Text section: Begin
Healthy Eating: Cherries are Delicious and Nutritious
Cindy Collins, Ph.D., R.D., Raquel Rivera, S.A.
Cherries are such a wonderful fruit, full of vitamin C, fiber and even potassium. They also contain anthocyanins, a bioactive compound which affords potential health advantages such as reduction of cancer risk, heart disease and inflammation. Cherries even contain melatonin which is to find in foods. Melatonin is beneficial for regulation of natural sleep cycles. In its simple elegance, the cherry provides such a tremendous nutritional advantage.
The best part about this tiny wonder fruit is it does not matter how you choose to eat them; they come fresh/ frozen, canned, dried or juiced. It also does not matter when you decide you would like them! They are superb for snacking, meal time, or as a treat. Here are a few creative ways to include them in your meal time!
• Add cherry juice to seltzer
• Add a few cherries into your salad
• Next time you make oatmeal cookies, try adding dried cranberries to them
• Add them into your favorite grain to give it a nice savory flavor (oatmeal, rice)
Here is a suggested recipe from American Institute of Cancer Research:
http://www.aicr.org/, (Issue # 395, April 10, 2012)
Fruit-Infused Pork Tenderloin
Pork is a versatile meat that goes well with a variety of fruits and vegetables. This recipe features cherries and pomegranate juice that give the meat a tender, sweet taste. Cherries contain vitamins A and C, potassium and fiber. Tart cherries actually have nearly 20 times more vitamin A than strawberries and blueberries. Lab studies are also looking at the phytochemical anthocyanin, credited with giving cherries their notable red hue, for its powerful antioxidant properties. Pair with a light, spring salad for even more phytochemicals.
Pork Tenderloin with Pomegranate Cherry Sauce
1/2 cup dried tart cherries
3/4 cup pomegranate juice, divided
1 lb. pork tenderloin
4 tsp. canola oil
1/2 cup fat-free reduced-sodium chicken broth
1/4 cup finely chopped shallots
1 tsp. dried thyme
1 Tbsp. coarse seed mustard
2 tsp. unsalted butter, optional
Salt and ground black pepper
Place cherries in small bowl. Add 1/2 cup pomegranate juice and let sit until cherries are plump, about 20 minutes. Drain, setting fruit aside and reserving liquid.
Text section: End
Input data: Begin
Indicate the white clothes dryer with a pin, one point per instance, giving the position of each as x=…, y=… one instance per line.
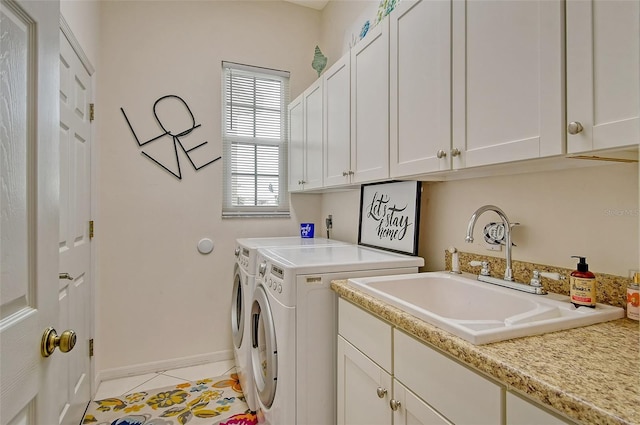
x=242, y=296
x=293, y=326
Input data: End
Input data: Begin
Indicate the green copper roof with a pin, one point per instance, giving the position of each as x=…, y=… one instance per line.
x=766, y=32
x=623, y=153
Input data: End
Input data: Begin
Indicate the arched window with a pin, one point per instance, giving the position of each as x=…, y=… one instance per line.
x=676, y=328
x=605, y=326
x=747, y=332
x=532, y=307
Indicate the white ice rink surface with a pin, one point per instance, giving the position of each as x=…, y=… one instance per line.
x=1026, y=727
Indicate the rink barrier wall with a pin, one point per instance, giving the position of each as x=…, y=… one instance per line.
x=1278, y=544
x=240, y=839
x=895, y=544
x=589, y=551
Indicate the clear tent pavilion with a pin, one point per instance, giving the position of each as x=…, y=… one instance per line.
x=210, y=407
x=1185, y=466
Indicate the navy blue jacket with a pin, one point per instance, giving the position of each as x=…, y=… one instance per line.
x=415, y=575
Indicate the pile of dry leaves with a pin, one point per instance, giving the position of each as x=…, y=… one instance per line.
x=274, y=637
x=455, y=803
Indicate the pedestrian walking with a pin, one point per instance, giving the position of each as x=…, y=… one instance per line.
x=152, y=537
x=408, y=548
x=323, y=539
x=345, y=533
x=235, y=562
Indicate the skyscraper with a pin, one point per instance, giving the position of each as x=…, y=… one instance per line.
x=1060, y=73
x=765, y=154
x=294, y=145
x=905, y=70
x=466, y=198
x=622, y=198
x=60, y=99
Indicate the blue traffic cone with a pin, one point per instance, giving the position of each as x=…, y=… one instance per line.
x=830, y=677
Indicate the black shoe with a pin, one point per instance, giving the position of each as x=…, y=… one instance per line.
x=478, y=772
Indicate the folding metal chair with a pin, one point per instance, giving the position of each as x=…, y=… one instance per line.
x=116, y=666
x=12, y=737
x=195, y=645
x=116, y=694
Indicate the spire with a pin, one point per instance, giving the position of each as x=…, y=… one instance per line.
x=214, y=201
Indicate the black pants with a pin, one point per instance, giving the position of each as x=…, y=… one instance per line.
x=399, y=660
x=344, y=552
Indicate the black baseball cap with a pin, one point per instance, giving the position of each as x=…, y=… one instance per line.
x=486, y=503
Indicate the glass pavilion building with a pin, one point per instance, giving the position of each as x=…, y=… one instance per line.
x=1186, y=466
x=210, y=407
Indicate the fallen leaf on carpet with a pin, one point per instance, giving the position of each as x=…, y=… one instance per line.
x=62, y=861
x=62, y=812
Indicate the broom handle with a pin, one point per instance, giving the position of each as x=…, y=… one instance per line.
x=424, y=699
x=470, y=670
Input data: End
◆ **Parts of the exercise**
a - According to the cherry article, how much more vitamin A do tart cherries have than strawberries and blueberries?
b - Extend the cherry article by continuing the pork tenderloin recipe from the end of its first step.
You won't need the listing for this.

◆ **Results of the tasks**
a - Nearly 20 times more.

b -
Cut tenderloin crosswise into 8 pieces. Using your palm, gently flatten each piece to an even thickness.
Heat oil in large skillet over medium-high heat. Add pork and cook until it is browned on both sides, turning meat once, about 6 minutes in all. When instant read thermometer reads 150 degrees F. or meat resists slightly when pressed with your finger, remove it to plate, cover loosely with foil, and set aside.
Pour broth into the pan. As it boils, use wooden spatula to scrape up all browned bits. When broth is reduced by half, 4-5 minutes, add cherries, shallots, pomegranate juice and reserved juice from soaking, thyme and mustard. Simmer vigorously until liquid is reduced by one-third, 4 to 5 minutes. Return meat and any juices that have collected to pan and cook until meat is barely pink in the center or instant read thermometer registers 160 degrees F. Season with salt and pepper to taste. Place 2 pieces of tenderloin on each of 4 dinner plates. If using, swirl butter into sauce until it melts. Spoon sauce over meat. Serve immediately.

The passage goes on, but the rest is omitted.